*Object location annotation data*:
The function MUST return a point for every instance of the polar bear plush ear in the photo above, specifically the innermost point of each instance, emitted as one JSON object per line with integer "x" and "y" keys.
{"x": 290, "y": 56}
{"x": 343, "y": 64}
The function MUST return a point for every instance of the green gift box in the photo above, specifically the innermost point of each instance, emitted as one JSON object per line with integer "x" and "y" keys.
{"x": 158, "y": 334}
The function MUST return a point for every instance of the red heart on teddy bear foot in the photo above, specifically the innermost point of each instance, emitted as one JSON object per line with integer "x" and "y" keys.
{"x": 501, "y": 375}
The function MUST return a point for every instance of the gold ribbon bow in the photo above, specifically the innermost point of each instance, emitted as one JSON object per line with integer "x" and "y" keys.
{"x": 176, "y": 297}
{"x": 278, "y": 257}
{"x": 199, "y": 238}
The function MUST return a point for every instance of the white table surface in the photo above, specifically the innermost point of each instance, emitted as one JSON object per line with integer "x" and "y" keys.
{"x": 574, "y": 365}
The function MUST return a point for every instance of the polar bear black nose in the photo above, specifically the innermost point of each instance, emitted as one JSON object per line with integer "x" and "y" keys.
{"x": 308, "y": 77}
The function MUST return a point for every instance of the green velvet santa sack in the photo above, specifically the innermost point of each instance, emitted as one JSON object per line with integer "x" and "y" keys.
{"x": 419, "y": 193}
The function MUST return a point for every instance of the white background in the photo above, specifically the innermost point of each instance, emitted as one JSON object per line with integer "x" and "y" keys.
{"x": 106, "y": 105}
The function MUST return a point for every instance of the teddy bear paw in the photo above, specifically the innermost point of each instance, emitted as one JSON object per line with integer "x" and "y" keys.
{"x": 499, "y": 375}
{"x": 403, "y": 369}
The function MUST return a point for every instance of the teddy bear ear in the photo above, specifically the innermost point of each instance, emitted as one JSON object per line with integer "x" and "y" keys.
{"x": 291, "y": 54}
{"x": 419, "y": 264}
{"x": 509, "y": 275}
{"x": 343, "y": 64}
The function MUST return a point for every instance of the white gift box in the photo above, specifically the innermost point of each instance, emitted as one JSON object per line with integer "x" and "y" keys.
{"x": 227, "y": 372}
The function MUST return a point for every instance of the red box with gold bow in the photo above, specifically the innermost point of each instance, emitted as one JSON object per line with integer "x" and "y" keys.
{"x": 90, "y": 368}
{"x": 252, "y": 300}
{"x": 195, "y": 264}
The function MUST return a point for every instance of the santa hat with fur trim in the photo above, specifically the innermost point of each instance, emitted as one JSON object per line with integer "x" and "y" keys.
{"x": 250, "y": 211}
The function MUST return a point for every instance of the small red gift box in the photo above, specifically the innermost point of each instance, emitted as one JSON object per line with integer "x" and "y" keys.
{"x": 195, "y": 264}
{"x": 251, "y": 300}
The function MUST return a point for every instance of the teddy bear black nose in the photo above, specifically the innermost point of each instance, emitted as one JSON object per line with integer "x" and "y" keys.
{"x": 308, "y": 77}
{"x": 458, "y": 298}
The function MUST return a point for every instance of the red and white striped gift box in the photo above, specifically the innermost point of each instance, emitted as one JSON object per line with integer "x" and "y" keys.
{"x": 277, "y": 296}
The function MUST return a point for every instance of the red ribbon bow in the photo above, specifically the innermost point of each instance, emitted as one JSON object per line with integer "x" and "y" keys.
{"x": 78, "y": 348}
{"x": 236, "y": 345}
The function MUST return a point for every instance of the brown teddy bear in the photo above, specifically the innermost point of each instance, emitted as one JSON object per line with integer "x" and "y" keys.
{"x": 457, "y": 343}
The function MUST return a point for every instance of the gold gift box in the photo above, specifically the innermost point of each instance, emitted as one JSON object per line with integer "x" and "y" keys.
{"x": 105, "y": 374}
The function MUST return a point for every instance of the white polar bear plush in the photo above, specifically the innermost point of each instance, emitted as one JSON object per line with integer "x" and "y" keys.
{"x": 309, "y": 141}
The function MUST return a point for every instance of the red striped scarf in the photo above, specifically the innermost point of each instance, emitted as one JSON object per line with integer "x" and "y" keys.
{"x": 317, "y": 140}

*Task objective*: Starting with the line containing "the red striped" and going on through the end of the data, recast that portion as a two-column CSV with the headers input and output. Each row pairs a passage of text with its answer, with each value in one quoted field and any line breaks turned into spaces.

*Solution*:
input,output
"The function MUST return a point for every instance of the red striped scarf in the photo above, specifically the innermost point of each instance, emitted as one JSON object per line with integer ""x"" and ""y"" keys.","{""x"": 317, ""y"": 140}"